■ **SUPPLIED PASSAGE**:

# Varifing Property Ownership



## joetheinspector (Aug 9, 2012)

As a municipal Building Department other than an owners affidavit do we have a responsibility to confirm property ownership (make sure the property owner is ok with issuing the permit to the contractor)?

If we issue a permit that includes an owners affidavit and it is later determined that the affidavit is not from the property owner do we have any liability?


----------



## steveray (Aug 9, 2012)

I doubt it....sounds like perjury or forgery to me...


----------



## Coug Dad (Aug 9, 2012)

Probably a good question for your City Attorney.  I would hate to defend a permitted demolished home based upon a forged owners cert.


----------



## khsmith55 (Aug 9, 2012)

The best system I have seen for this problem is to provide a line on the building permit application for the Tax parcel number of the property. At the time of permit the administrative staff would pull up the Assessors record which identified the Owner, they also required a signed form from the Owner identifying who was authorized to submit for a permit on their behalf.


----------



## BSS (Aug 9, 2012)

Greetings,

We have an affidavit here we use that was prepared by the city atty. It's only used when we can't verify through Taxnet or the appraisers office.

BSS aka BSSTG


----------



## TheCommish (Aug 9, 2012)

permits are signerd under the pains of purgery that all statments and information  is true


----------



## brudgers (Aug 10, 2012)

I am not an attorney.

  But the key is having a procedure which is always followed.

  Even if it's wrong.


----------

Records from a data source
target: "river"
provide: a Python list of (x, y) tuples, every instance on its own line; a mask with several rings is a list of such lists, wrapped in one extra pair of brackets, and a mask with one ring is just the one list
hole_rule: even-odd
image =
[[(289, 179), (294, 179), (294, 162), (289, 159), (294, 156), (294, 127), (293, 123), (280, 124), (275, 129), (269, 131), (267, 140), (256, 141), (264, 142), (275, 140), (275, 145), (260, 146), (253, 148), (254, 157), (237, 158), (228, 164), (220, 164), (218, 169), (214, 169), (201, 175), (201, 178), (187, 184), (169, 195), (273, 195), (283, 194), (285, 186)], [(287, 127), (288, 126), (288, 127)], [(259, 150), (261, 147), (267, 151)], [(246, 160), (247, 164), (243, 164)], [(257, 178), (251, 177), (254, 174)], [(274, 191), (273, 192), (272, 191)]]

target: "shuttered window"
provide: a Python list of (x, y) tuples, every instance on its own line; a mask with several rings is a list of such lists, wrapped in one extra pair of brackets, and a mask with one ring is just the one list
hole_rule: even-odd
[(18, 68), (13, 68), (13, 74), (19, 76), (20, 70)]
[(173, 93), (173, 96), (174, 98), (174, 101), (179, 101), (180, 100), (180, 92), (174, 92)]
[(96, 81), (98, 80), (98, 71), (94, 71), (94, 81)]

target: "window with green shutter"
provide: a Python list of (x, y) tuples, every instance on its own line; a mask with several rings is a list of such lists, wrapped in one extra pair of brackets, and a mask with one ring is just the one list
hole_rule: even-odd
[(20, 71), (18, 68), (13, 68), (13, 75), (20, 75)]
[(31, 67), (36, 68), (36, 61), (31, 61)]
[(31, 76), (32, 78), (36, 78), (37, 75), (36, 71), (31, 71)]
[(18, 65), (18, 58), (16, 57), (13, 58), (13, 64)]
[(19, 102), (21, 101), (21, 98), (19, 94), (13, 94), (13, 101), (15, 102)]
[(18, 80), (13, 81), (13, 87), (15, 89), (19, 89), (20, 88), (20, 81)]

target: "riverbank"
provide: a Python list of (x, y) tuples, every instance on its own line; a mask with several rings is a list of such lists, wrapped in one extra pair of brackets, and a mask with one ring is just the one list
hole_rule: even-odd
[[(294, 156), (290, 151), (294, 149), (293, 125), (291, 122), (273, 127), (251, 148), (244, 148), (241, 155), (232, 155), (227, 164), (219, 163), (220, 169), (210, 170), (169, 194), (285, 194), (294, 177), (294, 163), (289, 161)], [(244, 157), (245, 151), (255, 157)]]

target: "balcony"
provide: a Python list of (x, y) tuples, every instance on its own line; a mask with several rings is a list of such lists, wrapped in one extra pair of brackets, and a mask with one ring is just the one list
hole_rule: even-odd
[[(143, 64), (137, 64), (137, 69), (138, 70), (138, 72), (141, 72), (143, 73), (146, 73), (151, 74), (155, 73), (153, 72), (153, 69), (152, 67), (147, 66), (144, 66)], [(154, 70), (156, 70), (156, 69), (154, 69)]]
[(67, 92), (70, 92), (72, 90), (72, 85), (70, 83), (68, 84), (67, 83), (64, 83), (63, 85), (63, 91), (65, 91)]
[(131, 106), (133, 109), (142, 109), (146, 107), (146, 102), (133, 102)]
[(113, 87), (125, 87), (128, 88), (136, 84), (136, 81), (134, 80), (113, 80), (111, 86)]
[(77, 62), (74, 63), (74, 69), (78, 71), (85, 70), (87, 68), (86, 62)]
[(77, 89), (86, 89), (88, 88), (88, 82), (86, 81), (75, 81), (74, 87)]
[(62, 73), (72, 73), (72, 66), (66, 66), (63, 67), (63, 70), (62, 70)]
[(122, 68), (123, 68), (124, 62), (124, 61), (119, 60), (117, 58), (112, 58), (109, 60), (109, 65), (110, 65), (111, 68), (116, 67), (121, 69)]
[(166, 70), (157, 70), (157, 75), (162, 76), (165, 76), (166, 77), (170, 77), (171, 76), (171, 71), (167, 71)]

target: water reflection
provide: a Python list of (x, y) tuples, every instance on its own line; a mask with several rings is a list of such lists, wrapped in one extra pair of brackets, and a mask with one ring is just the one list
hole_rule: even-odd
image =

■ **EXERCISE INSTRUCTIONS**:
- 1) Condense the paragraph beginning "The best system I have seen" from the forum thread on verifying property ownership into a short bulleted list that keeps its main facts.
- 2) Render into Spanish the following sentence from the forum thread on verifying property ownership: "It's only used when we can't verify through Taxnet or the appraisers office."

■ **ANSWERS BELOW**:
- 1)
- The building permit application includes a line for the property's tax parcel number.
- When a permit is sought, administrative staff pull up the assessor's record, which identifies the owner.
- A signed form from the owner is required, naming who is authorized to apply for a permit on the owner's behalf.

- 2) Solo se utiliza cuando no podemos verificarlo a través de Taxnet o de la oficina de tasación.